_REQUIRED WORK_
Rewrite all the items below with every "life vest" changed to "life jacket", keeping everything else the same.

_DATASET EXCERPTS_

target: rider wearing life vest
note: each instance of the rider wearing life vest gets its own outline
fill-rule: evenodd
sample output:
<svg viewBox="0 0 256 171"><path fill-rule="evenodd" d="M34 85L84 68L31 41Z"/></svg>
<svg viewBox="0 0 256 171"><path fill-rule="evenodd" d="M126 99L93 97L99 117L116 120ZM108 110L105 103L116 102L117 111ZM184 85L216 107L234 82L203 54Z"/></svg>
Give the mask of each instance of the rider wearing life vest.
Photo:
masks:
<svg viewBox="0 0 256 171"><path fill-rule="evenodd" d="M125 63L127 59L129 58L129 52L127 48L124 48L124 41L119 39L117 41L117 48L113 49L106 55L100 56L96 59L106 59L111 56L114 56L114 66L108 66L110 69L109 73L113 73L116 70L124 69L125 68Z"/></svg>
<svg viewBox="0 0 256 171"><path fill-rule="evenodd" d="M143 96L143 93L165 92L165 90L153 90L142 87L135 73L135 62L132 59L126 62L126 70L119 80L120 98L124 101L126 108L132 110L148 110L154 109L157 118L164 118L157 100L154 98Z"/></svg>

_EXERCISE RESULT_
target: rider wearing life jacket
note: each instance of the rider wearing life jacket gets its own outline
fill-rule: evenodd
sample output:
<svg viewBox="0 0 256 171"><path fill-rule="evenodd" d="M34 85L84 68L31 41Z"/></svg>
<svg viewBox="0 0 256 171"><path fill-rule="evenodd" d="M126 99L93 97L99 117L116 120ZM108 110L105 103L116 102L117 111ZM184 85L216 107L234 82L203 54Z"/></svg>
Give the mask of each instance of the rider wearing life jacket.
Photo:
masks:
<svg viewBox="0 0 256 171"><path fill-rule="evenodd" d="M125 63L127 59L129 58L129 52L127 48L124 48L124 41L119 39L117 41L117 48L113 49L106 55L100 56L96 59L106 59L111 56L114 56L114 66L108 66L110 69L109 73L113 73L116 70L124 69L125 68Z"/></svg>
<svg viewBox="0 0 256 171"><path fill-rule="evenodd" d="M143 96L143 93L165 92L165 90L153 90L142 87L135 73L135 62L132 59L126 62L126 70L119 80L120 98L124 101L126 108L132 110L148 110L154 109L157 118L164 118L157 100L154 98Z"/></svg>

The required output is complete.